Why do you think the memoir has become such a popular genre for both
writers and readers?
It seems to me that, ultimately, the study of history is our attempt
to find out how we are to live. Things are going very badly for a lot
of people--economically, spiritually, phenomenologically (by which I
mean that as a species we seem to suffer from the grief of temporality
without evolving from that suffering)--and others seem to have inherited
more than their fare share of grace. Memoir is flat out interesting,
on the one hand, and at another level it can be a tangible, artistic
reckoning with this most basic question, the question of how we are
to live, a reckoning and a sort of comfort. I'm thinking specifically
of a memoir published in the last year, Barbara Robinette Moss's Change
Me Into Zeus's Daughter. There was so much in that book I treasured
(courage, beauty, delicacy), but the most amazing thing to me was the
way Moss revealed events in her life that were so odd and so idiosyncratic--in
some cases so extreme--that few people, I'm guessing, would recognize
or understand their content. But again and again I thought of my own
sister, Melinda, and the way Melinda and Barbara Moss seem to share
a certain posture in relation to life, and I knew immediately
that the book would be a comfort to Melinda. I sent her a copy and by
the time she finished it she was a little speechless (very unusual for
her, I must say). When she called me to talk about it, I said, "Who
knew?" Memoir is the voice of our common humanity, even in the most
uncommon lives.
I also have the impulse to say, as many people are currently saying,
that memoir is so popular among readers because as a culture we are
unrepentant and unreconstructed voyeurs, and that as writers we love
it because we're lazy and narcissistic. It does seem that as the genre
du jour, memoir reveals the best and the worst in our nature as consumers
of literature.
Something that distinguishes your book from other memoirs is the
narrative voice. Whereas many authors look back at their childhoods
from an adult point of view, you maintain the viewpoint of your younger
self, giving weight to situations that many adults would otherwise bypass
and vice versa. Did you make a conscious choice to stick with this voice?
There is no single element in Zippy I worked on harder, longer,
or with more conscious deliberation than the voice. And, as you've noticed,
the voice dictated the content. I once heard Robert Morgan say that
the voice of a child is the hardest to get right, because one must be
accurate and convincing, which demands a kind of ignorance, but the
adult intelligence has to be the guiding principle. It's a tough mix
to produce consistently.
Have your family and friends from Mooreland read the book? What do
they think?
I think that most of the people who appear as characters in the book
couldn't love it more. My sister owns a diner called The Blue Moon just
outside of Mooreland, and she has the book cover framed and hanging
on the wall there. I feel certain that as the book produces more artifacts
Melinda will eventually put together a little shrine. My mom is the
same: just unabashedly supportive and delighted. My favorite reaction,
though, came from my old friend Andy Hicks, who is featured in the essay,
"Favors For Friends." I gave him the book in manuscript, and he and
most of his family read it. He sent me a letter and said they all wept
when they finished it, because they realized that someone had actually
seen them; their family had meant something to someone else.

OBJECTIVE
Carry on the interview about the memoir Zippy, starting right after its last sentence.

GIVEN MATERIAL

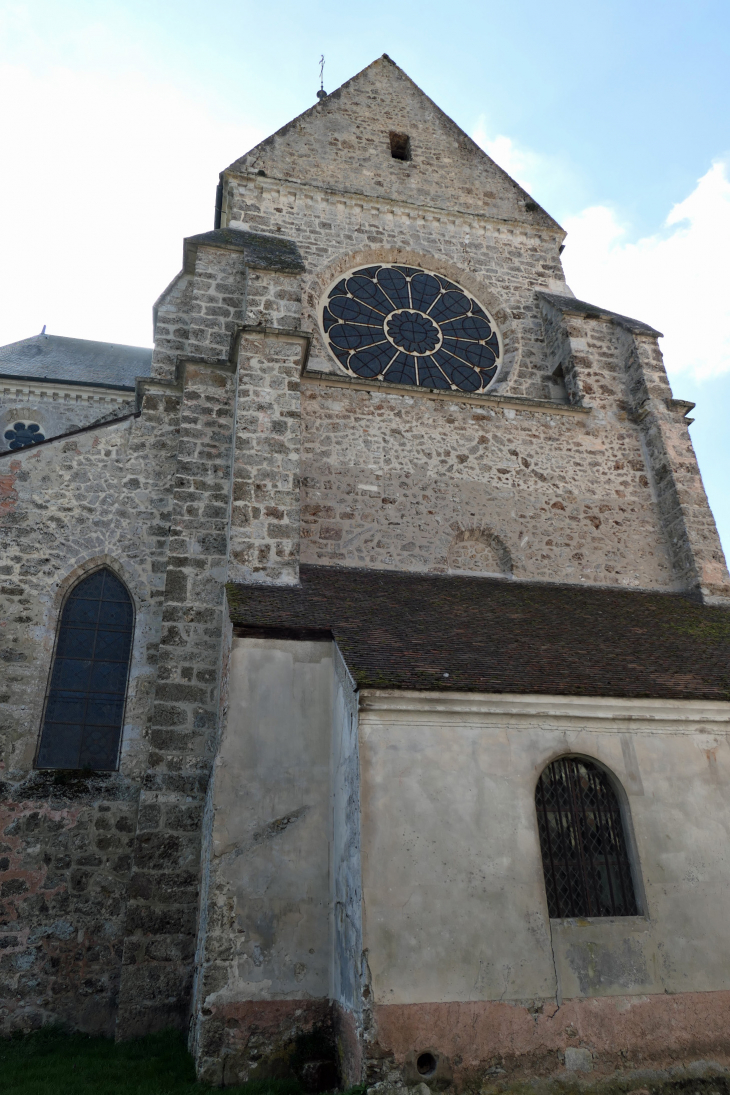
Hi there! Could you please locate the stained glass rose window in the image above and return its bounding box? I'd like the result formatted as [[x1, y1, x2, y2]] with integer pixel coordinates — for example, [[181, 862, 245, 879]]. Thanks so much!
[[322, 265, 501, 392]]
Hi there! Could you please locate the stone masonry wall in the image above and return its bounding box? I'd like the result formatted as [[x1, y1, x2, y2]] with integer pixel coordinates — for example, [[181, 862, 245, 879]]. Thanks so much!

ANSWER TO THIS TASK
That feeling of having been seen is so important to us all, I think,
but consistently a surprise.
I agree. The way that you "see" each character shows that you clearly
have a deep bond with all of them; even evil Edythe and Petey Scroggs
get no less a loving treatment than, say, Andy and Julie and their families.
Related to that, I loved the inclusion of photographs. It made the memoir
more of a family album experience than just a regular book reading.
The photographs in the book were the idea of my fabulous editor, Amy
Scheibe, and I owe their inclusion to Doubleday's generosity. I love
how they look, and the way they complement the stories. I also had a
great time locating them. My sister and mom and I spent hours going
through the defunct ammunition box in which family photographs are stored.
I am too limited a writer to describe our reaction upon finding the
photograph of Edythe, for instance (none of us knew any pictures of
her existed), but suffice it to say our response was some combination
of glee, pity, and terror.
Are you working on anything now?
I'm always working. I write like a fiend. My work ethic as a
writer is a direct outgrowth of the knowledge I'm virtually unemployable
in every other field.
In addition to Zippy, Doubleday has purchased my first novel,
which is titled (so far) The Solace of Leaving Early, the first
book in a projected trilogy. Solace is scheduled to be released
in February, 2002. My impression is that having two books released within
a year of one another qualifies, within the classical definition, as
an "invasion." I'm working on the second book in the series now. And
Houghton Mifflin has picked up a children's book, which should be out
in two years or so.
And, finally, does anyone still call you "Zippy"?
I have the feeling that over the next few months, everyone will
call me Zippy.
Well, I guess we'll sign off. That's all for Interview. Good night,
folks.
[Static, a giggle, some crunching sounds, and then tape is shut off.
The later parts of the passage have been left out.